## Data lines:
%%
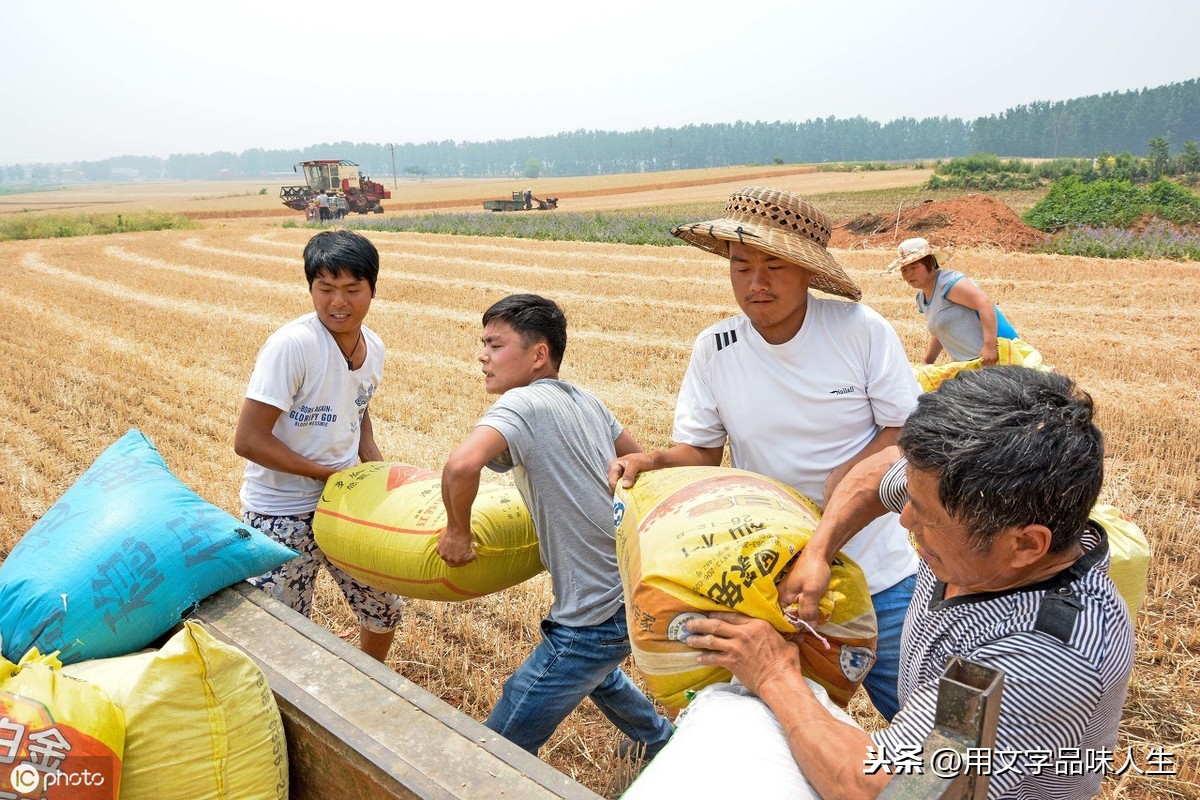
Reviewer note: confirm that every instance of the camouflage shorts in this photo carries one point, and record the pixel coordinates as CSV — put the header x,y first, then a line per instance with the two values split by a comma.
%%
%%
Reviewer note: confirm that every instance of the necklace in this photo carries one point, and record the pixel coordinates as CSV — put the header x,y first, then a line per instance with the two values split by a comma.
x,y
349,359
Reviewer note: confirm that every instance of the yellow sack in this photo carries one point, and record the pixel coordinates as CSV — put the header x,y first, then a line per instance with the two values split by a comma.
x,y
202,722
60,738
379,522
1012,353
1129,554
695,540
%%
%%
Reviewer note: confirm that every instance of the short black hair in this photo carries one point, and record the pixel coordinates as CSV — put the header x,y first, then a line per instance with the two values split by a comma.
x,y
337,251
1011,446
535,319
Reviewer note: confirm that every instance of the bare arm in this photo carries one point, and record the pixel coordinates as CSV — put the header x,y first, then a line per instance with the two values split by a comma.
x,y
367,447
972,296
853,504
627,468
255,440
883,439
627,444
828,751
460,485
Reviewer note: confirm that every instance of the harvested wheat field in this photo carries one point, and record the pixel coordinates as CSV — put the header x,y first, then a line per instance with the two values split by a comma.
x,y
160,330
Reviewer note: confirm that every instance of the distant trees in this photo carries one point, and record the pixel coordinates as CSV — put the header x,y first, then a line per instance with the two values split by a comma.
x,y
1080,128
%%
## Stated goal:
Identify each line in the rows above that contains the string "trees" and copy it out in full. Treat uppercase and lowercase as different.

## Exercise result:
Reviewer note: confirm that every instance of the distant trees in this photo carries one point, and record the pixel coordinates as CSV — put the header x,y first, then a line per instance with the two values split by a comma.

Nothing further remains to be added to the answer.